Tally the lines of the records that contain the string "negative". Give only the number.

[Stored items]
★ ★ ★
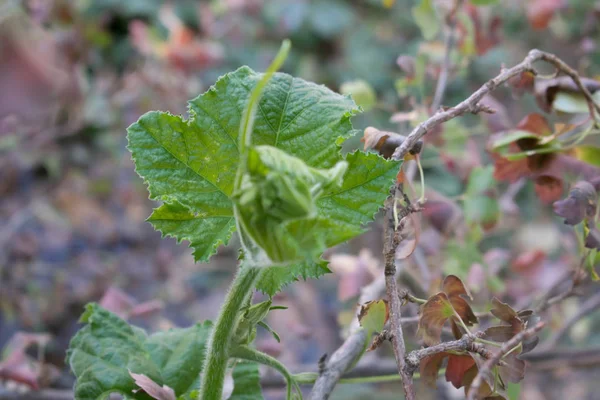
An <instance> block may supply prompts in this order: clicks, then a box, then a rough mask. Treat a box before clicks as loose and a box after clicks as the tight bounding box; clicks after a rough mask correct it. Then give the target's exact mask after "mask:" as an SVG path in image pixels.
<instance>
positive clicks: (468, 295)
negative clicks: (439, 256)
mask: <svg viewBox="0 0 600 400" xmlns="http://www.w3.org/2000/svg"><path fill="white" fill-rule="evenodd" d="M442 290H443V291H444V293H446V294H447V295H448V299H449V300H450V304H452V307H454V310H455V311H456V313H457V314H458V315H460V317H461V318H462V320H463V322H464V323H465V325H467V326H472V325H473V324H476V323H477V317H476V316H475V313H474V312H473V310H472V309H471V306H470V305H469V303H467V300H466V299H465V297H466V298H468V299H469V300H472V299H473V298H472V297H471V294H470V293H469V292H468V291H467V288H466V287H465V285H464V284H463V282H462V281H461V280H460V278H459V277H457V276H455V275H448V276H447V277H446V278H445V279H444V283H443V284H442Z"/></svg>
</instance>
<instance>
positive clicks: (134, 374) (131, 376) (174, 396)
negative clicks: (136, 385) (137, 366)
mask: <svg viewBox="0 0 600 400" xmlns="http://www.w3.org/2000/svg"><path fill="white" fill-rule="evenodd" d="M129 375H131V377H132V378H133V380H134V381H135V384H136V385H138V386H139V387H140V388H141V390H143V391H144V392H146V394H148V396H150V397H152V398H153V399H156V400H175V398H176V397H175V391H174V390H173V389H172V388H170V387H168V386H167V385H163V386H160V385H159V384H158V383H156V382H154V381H153V380H152V379H150V378H149V377H148V376H146V375H144V374H134V373H133V372H131V371H129Z"/></svg>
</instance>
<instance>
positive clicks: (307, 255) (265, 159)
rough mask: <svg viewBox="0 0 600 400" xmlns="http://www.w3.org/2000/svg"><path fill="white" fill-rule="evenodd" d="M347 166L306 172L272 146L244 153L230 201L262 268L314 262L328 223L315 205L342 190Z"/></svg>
mask: <svg viewBox="0 0 600 400" xmlns="http://www.w3.org/2000/svg"><path fill="white" fill-rule="evenodd" d="M347 166H348V164H347V163H346V162H345V161H339V162H338V163H337V164H336V165H335V166H333V167H332V168H329V169H318V168H311V167H308V166H307V165H306V164H305V163H304V162H303V161H302V160H300V159H299V158H296V157H292V156H290V155H288V154H287V153H285V152H283V151H281V150H279V149H277V148H276V147H273V146H255V147H253V148H251V149H250V150H249V153H248V157H247V165H246V168H245V171H246V172H245V174H244V175H243V178H242V183H241V185H240V187H239V188H238V189H236V191H235V193H234V194H233V198H234V202H235V203H236V206H237V210H238V221H239V222H240V226H241V228H240V229H242V231H243V232H244V236H245V237H248V238H249V239H251V240H252V241H253V242H254V243H255V244H256V245H258V247H259V248H260V249H261V251H263V252H264V253H265V254H266V256H267V259H266V260H265V263H264V265H271V264H275V265H277V264H285V265H287V264H290V263H293V262H301V261H304V260H311V259H316V258H318V256H319V255H320V254H321V253H322V252H323V251H324V250H325V248H326V245H325V240H324V236H325V235H326V234H327V232H328V230H327V229H326V228H327V226H324V225H326V224H327V221H321V220H320V217H318V216H317V212H316V204H315V201H316V199H317V198H319V197H320V196H321V195H322V194H323V193H324V192H325V191H327V190H328V189H329V188H332V187H340V186H341V184H342V177H343V175H344V173H345V172H346V168H347ZM307 232H310V234H307ZM267 262H270V264H267Z"/></svg>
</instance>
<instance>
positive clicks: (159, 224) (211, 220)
mask: <svg viewBox="0 0 600 400" xmlns="http://www.w3.org/2000/svg"><path fill="white" fill-rule="evenodd" d="M148 221H149V222H150V223H151V224H152V226H153V227H154V229H156V230H157V231H159V232H161V233H162V234H163V236H171V237H174V238H176V239H177V242H178V243H180V242H181V241H182V240H187V241H188V242H189V243H190V247H192V248H193V249H194V253H193V254H194V259H196V260H208V259H209V257H210V256H211V255H212V254H214V253H215V251H216V250H217V248H218V247H219V246H220V245H222V244H226V243H227V242H228V241H229V239H230V238H231V234H232V233H233V231H234V230H235V218H234V216H233V215H217V214H204V213H193V212H192V211H190V210H189V209H188V208H186V207H184V206H182V205H181V204H180V203H178V202H173V203H171V204H163V205H162V206H160V207H158V208H155V209H154V211H153V212H152V214H151V215H150V217H149V218H148ZM208 244H210V245H208Z"/></svg>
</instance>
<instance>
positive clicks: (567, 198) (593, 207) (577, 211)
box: [554, 181, 598, 225]
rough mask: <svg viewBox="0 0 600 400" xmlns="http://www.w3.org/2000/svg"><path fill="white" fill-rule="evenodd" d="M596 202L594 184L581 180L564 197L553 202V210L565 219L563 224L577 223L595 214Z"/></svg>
mask: <svg viewBox="0 0 600 400" xmlns="http://www.w3.org/2000/svg"><path fill="white" fill-rule="evenodd" d="M597 202H598V196H597V194H596V189H594V186H592V184H591V183H589V182H586V181H581V182H577V183H576V184H575V185H574V186H573V188H572V189H571V191H570V192H569V196H568V197H567V198H566V199H564V200H560V201H556V202H554V212H555V213H556V214H557V215H558V216H560V217H563V218H564V219H565V224H567V225H577V224H578V223H580V222H581V221H583V220H584V219H587V218H593V217H594V216H595V215H596V207H597Z"/></svg>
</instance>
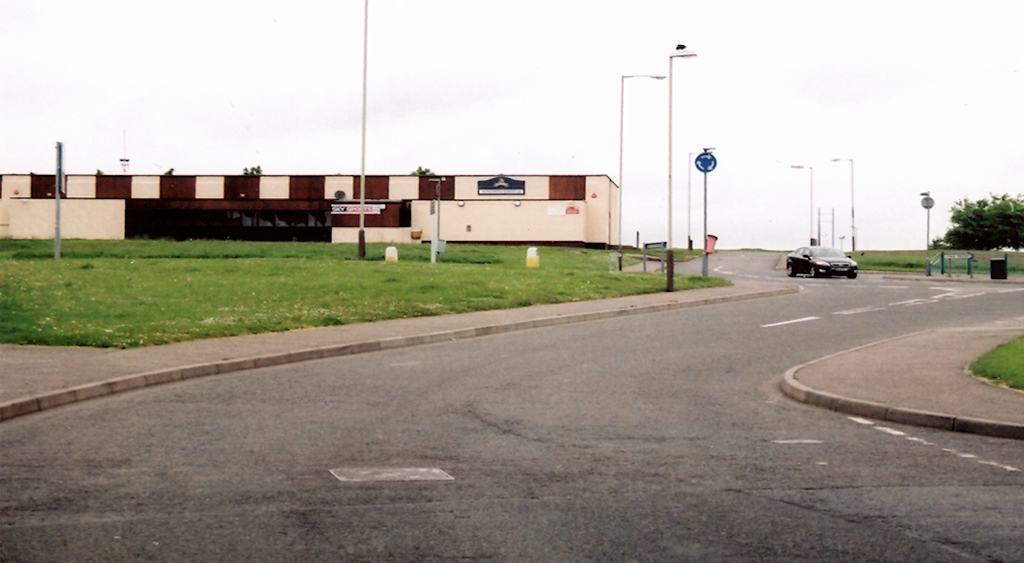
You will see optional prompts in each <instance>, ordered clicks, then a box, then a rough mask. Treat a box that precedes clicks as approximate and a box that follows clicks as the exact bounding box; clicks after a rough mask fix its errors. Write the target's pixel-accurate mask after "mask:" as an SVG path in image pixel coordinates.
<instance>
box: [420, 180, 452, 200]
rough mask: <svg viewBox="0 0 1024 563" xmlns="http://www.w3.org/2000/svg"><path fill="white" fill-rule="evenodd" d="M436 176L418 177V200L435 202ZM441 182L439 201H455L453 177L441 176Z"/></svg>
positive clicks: (436, 193)
mask: <svg viewBox="0 0 1024 563" xmlns="http://www.w3.org/2000/svg"><path fill="white" fill-rule="evenodd" d="M436 179H438V176H420V199H421V200H436V199H437V182H435V181H431V180H436ZM440 180H441V200H455V177H453V176H443V177H440Z"/></svg>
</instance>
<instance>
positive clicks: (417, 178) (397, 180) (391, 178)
mask: <svg viewBox="0 0 1024 563" xmlns="http://www.w3.org/2000/svg"><path fill="white" fill-rule="evenodd" d="M419 198H420V177H419V176H391V179H390V180H388V199H389V200H417V199H419Z"/></svg>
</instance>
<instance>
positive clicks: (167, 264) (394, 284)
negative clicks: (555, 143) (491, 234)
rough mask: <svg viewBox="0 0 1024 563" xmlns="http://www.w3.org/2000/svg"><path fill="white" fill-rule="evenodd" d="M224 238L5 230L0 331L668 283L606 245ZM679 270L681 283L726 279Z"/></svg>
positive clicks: (649, 285) (626, 286) (61, 341)
mask: <svg viewBox="0 0 1024 563" xmlns="http://www.w3.org/2000/svg"><path fill="white" fill-rule="evenodd" d="M384 251H385V245H374V244H371V245H368V246H367V260H366V261H359V260H357V259H356V249H355V246H354V245H330V244H322V243H250V242H230V241H227V242H224V241H193V242H180V243H176V242H170V241H101V242H96V241H63V242H62V243H61V253H60V254H61V257H60V259H59V260H55V259H54V258H53V246H52V242H47V241H9V240H5V241H0V343H8V344H38V345H51V346H52V345H60V346H95V347H123V348H124V347H137V346H148V345H158V344H165V343H169V342H178V341H186V340H198V339H206V338H214V337H221V336H234V335H243V334H258V333H268V332H281V331H289V330H294V329H302V328H310V327H330V326H338V324H348V323H354V322H369V321H374V320H383V319H392V318H407V317H417V316H428V315H440V314H450V313H461V312H469V311H478V310H488V309H506V308H512V307H524V306H528V305H535V304H542V303H560V302H570V301H584V300H591V299H601V298H607V297H618V296H625V295H638V294H646V293H654V292H659V291H664V290H665V278H664V277H663V276H658V275H644V274H642V273H628V272H609V271H608V251H603V250H600V251H598V250H586V249H567V248H542V249H541V250H540V256H541V259H540V267H538V268H527V267H526V259H525V257H526V248H525V247H501V246H472V245H449V247H447V251H446V252H445V253H444V254H443V255H442V263H440V264H431V263H430V261H429V257H430V253H429V246H428V245H399V246H398V256H399V260H398V262H385V261H384V254H385V252H384ZM728 284H729V282H727V280H725V279H721V278H714V277H699V276H696V277H691V276H677V279H676V288H677V290H678V291H683V290H688V289H697V288H707V287H718V286H726V285H728Z"/></svg>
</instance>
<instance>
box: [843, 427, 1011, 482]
mask: <svg viewBox="0 0 1024 563" xmlns="http://www.w3.org/2000/svg"><path fill="white" fill-rule="evenodd" d="M847 419H849V420H850V421H852V422H855V423H857V424H860V425H864V426H871V427H873V428H874V430H878V431H881V432H885V433H886V434H890V435H893V436H903V437H904V438H906V439H907V441H911V442H914V443H916V444H920V445H935V443H934V442H930V441H928V440H925V439H923V438H918V437H916V436H908V435H907V434H906V433H905V432H900V431H899V430H895V429H892V428H889V427H887V426H874V423H873V422H872V421H869V420H867V419H861V418H859V417H847ZM942 451H944V452H946V453H951V454H953V456H956V457H957V458H961V459H962V460H973V461H974V462H976V463H978V464H980V465H983V466H990V467H994V468H998V469H1002V470H1005V471H1011V472H1015V473H1016V472H1020V471H1021V470H1020V469H1018V468H1016V467H1013V466H1008V465H1004V464H1000V463H997V462H989V461H987V460H982V459H980V458H978V457H977V456H975V454H974V453H968V452H965V451H957V450H955V449H953V448H950V447H943V448H942Z"/></svg>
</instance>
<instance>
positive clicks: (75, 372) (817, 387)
mask: <svg viewBox="0 0 1024 563" xmlns="http://www.w3.org/2000/svg"><path fill="white" fill-rule="evenodd" d="M733 283H734V285H733V286H732V287H728V288H713V289H706V290H691V291H685V292H675V293H671V294H669V293H656V294H650V295H640V296H630V297H623V298H615V299H605V300H599V301H585V302H575V303H560V304H554V305H539V306H532V307H524V308H518V309H507V310H500V311H480V312H474V313H466V314H458V315H444V316H435V317H420V318H410V319H399V320H386V321H380V322H370V323H361V324H349V326H344V327H332V328H325V329H310V330H303V331H292V332H288V333H278V334H267V335H255V336H243V337H232V338H221V339H213V340H203V341H196V342H184V343H177V344H169V345H165V346H155V347H147V348H133V349H128V350H120V349H95V348H66V347H41V346H14V345H0V422H3V421H8V420H10V419H14V418H17V417H22V416H26V415H30V414H33V413H39V412H42V410H46V409H49V408H55V407H58V406H62V405H66V404H71V403H74V402H79V401H84V400H89V399H93V398H98V397H103V396H109V395H116V394H120V393H124V392H128V391H131V390H134V389H140V388H144V387H151V386H155V385H164V384H170V383H174V382H178V381H184V380H187V379H193V378H199V377H205V376H213V375H218V374H228V373H232V372H240V371H244V370H253V369H257V367H264V366H270V365H280V364H284V363H292V362H299V361H308V360H312V359H322V358H329V357H336V356H343V355H348V354H356V353H365V352H372V351H377V350H386V349H395V348H401V347H408V346H418V345H423V344H430V343H436V342H443V341H449V340H458V339H466V338H475V337H480V336H487V335H494V334H502V333H509V332H514V331H523V330H529V329H536V328H540V327H551V326H556V324H565V323H570V322H583V321H589V320H597V319H602V318H612V317H617V316H625V315H632V314H643V313H649V312H655V311H665V310H672V309H679V308H685V307H696V306H702V305H710V304H715V303H725V302H731V301H739V300H745V299H758V298H765V297H772V296H778V295H786V294H792V293H797V292H798V291H799V287H798V286H797V285H796V284H779V283H769V282H753V280H744V279H735V280H733ZM1018 320H1019V321H1018V322H1016V323H1007V324H1002V326H989V327H981V328H965V329H956V330H937V331H928V332H924V333H919V334H914V335H910V336H906V337H902V338H897V339H893V340H887V341H884V342H880V343H876V344H871V345H868V346H863V347H860V348H856V349H853V350H849V351H846V352H843V353H840V354H836V355H833V356H828V357H825V358H820V359H818V360H815V361H812V362H809V363H807V364H804V365H799V366H796V367H794V369H792V370H790V371H788V372H787V373H786V374H785V375H784V377H783V379H782V384H781V388H782V390H783V392H784V393H785V394H786V395H788V396H791V397H793V398H795V399H797V400H800V401H804V402H807V403H810V404H814V405H817V406H821V407H825V408H830V409H834V410H838V412H842V413H847V414H850V415H855V416H860V417H867V418H874V419H879V420H884V421H891V422H896V423H903V424H914V425H923V426H929V427H933V428H943V429H946V430H952V431H962V432H973V433H979V434H986V435H991V436H999V437H1007V438H1016V439H1024V392H1018V391H1013V390H1009V389H1002V388H998V387H995V386H992V385H989V384H987V383H983V382H981V381H979V380H977V379H976V378H974V377H972V376H971V375H970V374H968V373H967V372H966V366H967V365H968V364H970V363H971V362H972V361H973V360H974V359H976V358H977V357H979V356H981V355H983V354H984V353H985V352H987V351H989V350H990V349H992V348H994V347H995V346H997V345H999V344H1001V343H1004V342H1009V341H1011V340H1014V339H1016V338H1018V337H1020V336H1022V335H1024V319H1018Z"/></svg>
★ ★ ★
--- RESPONSE TO THIS EXERCISE ---
3